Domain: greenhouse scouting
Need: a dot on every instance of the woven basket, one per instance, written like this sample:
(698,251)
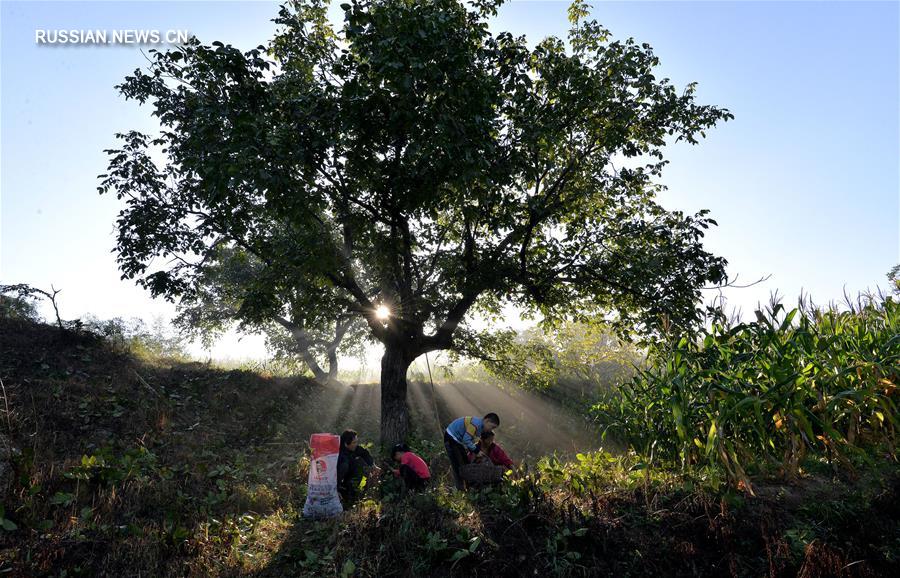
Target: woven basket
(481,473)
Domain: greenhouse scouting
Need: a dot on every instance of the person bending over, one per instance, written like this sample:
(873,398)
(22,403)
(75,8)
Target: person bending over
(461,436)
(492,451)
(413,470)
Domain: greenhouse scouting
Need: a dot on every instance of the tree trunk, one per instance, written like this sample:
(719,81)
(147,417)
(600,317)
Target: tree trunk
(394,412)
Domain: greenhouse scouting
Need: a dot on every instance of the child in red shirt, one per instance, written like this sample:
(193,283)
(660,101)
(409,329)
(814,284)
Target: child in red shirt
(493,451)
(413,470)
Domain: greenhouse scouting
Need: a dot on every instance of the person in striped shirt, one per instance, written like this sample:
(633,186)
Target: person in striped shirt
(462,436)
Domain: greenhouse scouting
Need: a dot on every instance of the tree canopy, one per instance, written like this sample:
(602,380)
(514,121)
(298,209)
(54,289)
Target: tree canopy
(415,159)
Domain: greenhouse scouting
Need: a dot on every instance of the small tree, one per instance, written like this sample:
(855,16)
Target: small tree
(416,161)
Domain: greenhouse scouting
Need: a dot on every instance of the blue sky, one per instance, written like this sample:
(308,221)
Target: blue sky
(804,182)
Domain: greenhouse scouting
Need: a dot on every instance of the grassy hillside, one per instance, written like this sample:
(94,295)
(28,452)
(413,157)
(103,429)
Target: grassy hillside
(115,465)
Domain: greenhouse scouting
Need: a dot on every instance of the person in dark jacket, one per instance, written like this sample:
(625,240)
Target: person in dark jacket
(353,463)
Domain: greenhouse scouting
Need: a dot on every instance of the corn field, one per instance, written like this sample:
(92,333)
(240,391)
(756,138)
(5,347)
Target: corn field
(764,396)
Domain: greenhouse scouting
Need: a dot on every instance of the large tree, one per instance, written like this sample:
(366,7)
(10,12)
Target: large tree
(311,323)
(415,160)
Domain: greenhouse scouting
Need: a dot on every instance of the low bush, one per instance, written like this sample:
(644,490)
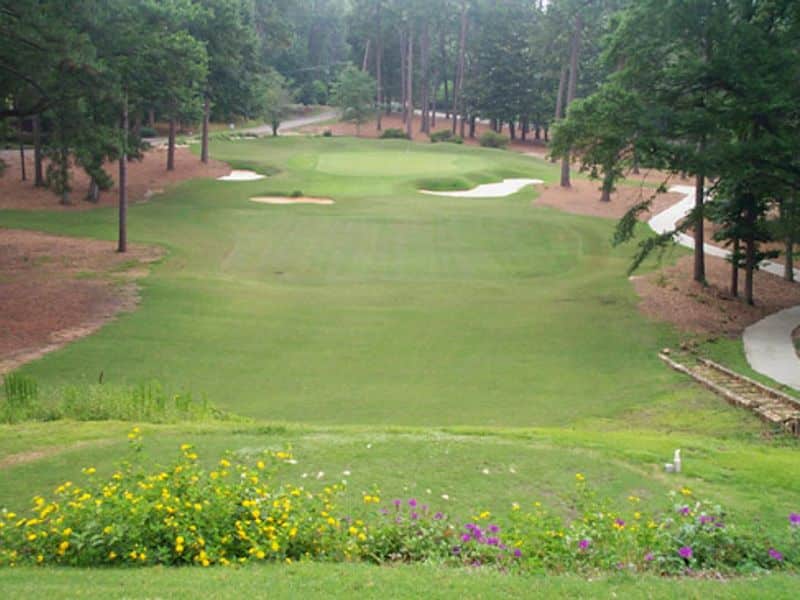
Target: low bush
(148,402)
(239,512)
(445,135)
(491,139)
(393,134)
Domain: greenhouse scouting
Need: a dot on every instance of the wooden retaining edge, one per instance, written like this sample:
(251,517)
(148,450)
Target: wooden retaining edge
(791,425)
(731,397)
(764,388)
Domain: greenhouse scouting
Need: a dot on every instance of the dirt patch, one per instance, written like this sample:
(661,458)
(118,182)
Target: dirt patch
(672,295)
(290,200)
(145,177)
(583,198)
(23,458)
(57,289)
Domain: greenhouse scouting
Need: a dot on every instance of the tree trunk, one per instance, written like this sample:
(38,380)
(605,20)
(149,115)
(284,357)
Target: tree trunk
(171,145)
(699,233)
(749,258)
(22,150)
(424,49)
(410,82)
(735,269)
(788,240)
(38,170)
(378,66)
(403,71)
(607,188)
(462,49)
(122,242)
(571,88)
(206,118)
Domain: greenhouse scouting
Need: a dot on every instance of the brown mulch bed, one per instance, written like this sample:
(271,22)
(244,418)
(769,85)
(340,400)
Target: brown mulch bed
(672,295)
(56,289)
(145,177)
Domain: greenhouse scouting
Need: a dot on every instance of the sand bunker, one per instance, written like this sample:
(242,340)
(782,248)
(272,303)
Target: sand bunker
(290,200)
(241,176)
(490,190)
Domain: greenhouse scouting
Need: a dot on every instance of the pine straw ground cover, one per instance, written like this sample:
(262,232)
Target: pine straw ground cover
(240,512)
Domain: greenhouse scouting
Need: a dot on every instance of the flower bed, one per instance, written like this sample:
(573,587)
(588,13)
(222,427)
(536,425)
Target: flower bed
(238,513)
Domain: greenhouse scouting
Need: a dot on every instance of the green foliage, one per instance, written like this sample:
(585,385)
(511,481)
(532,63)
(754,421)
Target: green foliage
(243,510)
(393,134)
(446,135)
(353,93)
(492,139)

++++++++++++++++++++

Would you please set down the data above again exactly, without its pictures?

Domain: greenhouse scouting
Need: a dot on every instance of the woven basket, one per instance, written like this sample:
(698,251)
Target: woven basket
(481,473)
Domain: greenhouse scouting
Need: a dot on every instance of the person bending over, one per instance, written like this sample:
(873,398)
(22,403)
(75,8)
Target: person bending over
(461,436)
(492,451)
(413,470)
Domain: greenhouse scouting
Need: a dot on every instance of the tree trunk, one per instance, written like this sample:
(719,81)
(147,417)
(600,317)
Target: tree trunk
(394,412)
Domain: greenhouse scouting
Need: a dot on every instance of the child in red shirt, one per instance, written like this sample:
(193,283)
(660,101)
(409,329)
(814,284)
Target: child in red shirt
(493,451)
(413,470)
Domain: greenhouse scouting
Need: a dot on every instance of the person in striped shirt, one per instance, written like this sample:
(633,186)
Target: person in striped shirt
(462,436)
Domain: greenhouse scouting
Need: a dot on every instance of the tree canopy, one per instance, written like this sample:
(602,380)
(514,121)
(298,209)
(54,289)
Target: tree canopy
(415,159)
Domain: greenhouse scouting
Need: a dot on every instance of the small tree, one per instance, written like this sample:
(855,16)
Target: small tree
(416,161)
Domain: greenhouse scouting
Need: a dot on every instance of the blue sky, one per instance, written like this sample:
(308,221)
Target: blue sky
(804,182)
Domain: greenhouse scouting
Need: a dot on every instance of the grassy hillside, one per instance, written like this sample:
(94,295)
(28,452)
(413,157)
(103,429)
Target: grassy hillside
(115,465)
Domain: greenhouse scouting
Need: a dot on every instance of the person in dark jacket, one per instance, written like this sample:
(625,240)
Target: person in dark jacket
(353,463)
Domain: greenhouse scouting
Need: a dot on every instance of the corn field, one per instance, written like this sample:
(92,333)
(240,391)
(756,138)
(5,347)
Target: corn field
(764,396)
Domain: greenhouse scouting
Need: a dot on every instance of the large tree, one per instance, written like this sample:
(366,7)
(10,12)
Target: large tree
(311,323)
(415,160)
Domain: greenhouse scouting
Need: a dot on every instance of the low bush, one per instance, written like this sample:
(644,490)
Target: low bush
(148,402)
(239,512)
(445,135)
(491,139)
(393,134)
Domain: greenhouse scouting
Need: a dot on every instance of the wooden retaining edge, one per instance, written like this sample:
(251,517)
(148,450)
Target: wooden retaining edge
(791,425)
(731,397)
(764,388)
Domain: greenhouse scouting
Need: a dot on every instance of the dirt patch, one per instance, written like this sample:
(661,458)
(118,182)
Target: dirt patch
(672,295)
(290,200)
(145,177)
(583,198)
(23,458)
(57,289)
Domain: greenhouse scouting
Need: a dot on every instance of the tree trunk, one per instance, written like this sample:
(38,380)
(605,20)
(149,115)
(284,357)
Target: tree trunk
(171,145)
(699,233)
(749,258)
(22,150)
(424,49)
(410,82)
(735,269)
(788,240)
(38,170)
(378,66)
(403,71)
(607,188)
(462,49)
(122,242)
(571,88)
(206,118)
Domain: greenhouse scouting
Need: a dot on every instance of the brown mulch bed, one per instance, written like this sample:
(271,22)
(244,418)
(769,85)
(340,400)
Target: brown mulch bed
(672,295)
(56,289)
(145,177)
Domain: greenhouse scouting
Need: a dot on every instance of the sand bunker, one per instance, written like this sample:
(242,340)
(782,248)
(272,303)
Target: sand bunker
(290,200)
(241,176)
(490,190)
Domain: greenhouse scouting
Need: a dot on every instance of the pine straw ground cover, one per instance, written like this sample:
(262,232)
Target: pine straw ground cover
(240,512)
Domain: greenhouse scouting
Need: a dot on every instance of the flower bed, one per instance, written like this sample:
(573,587)
(588,13)
(222,427)
(536,425)
Target: flower bed
(238,513)
Domain: greenhouse scouting
Need: a dot on every instance of the green foliage, one per instance, written like this sample:
(585,385)
(511,481)
(532,63)
(754,421)
Target: green foliage
(243,510)
(393,134)
(446,135)
(353,93)
(492,139)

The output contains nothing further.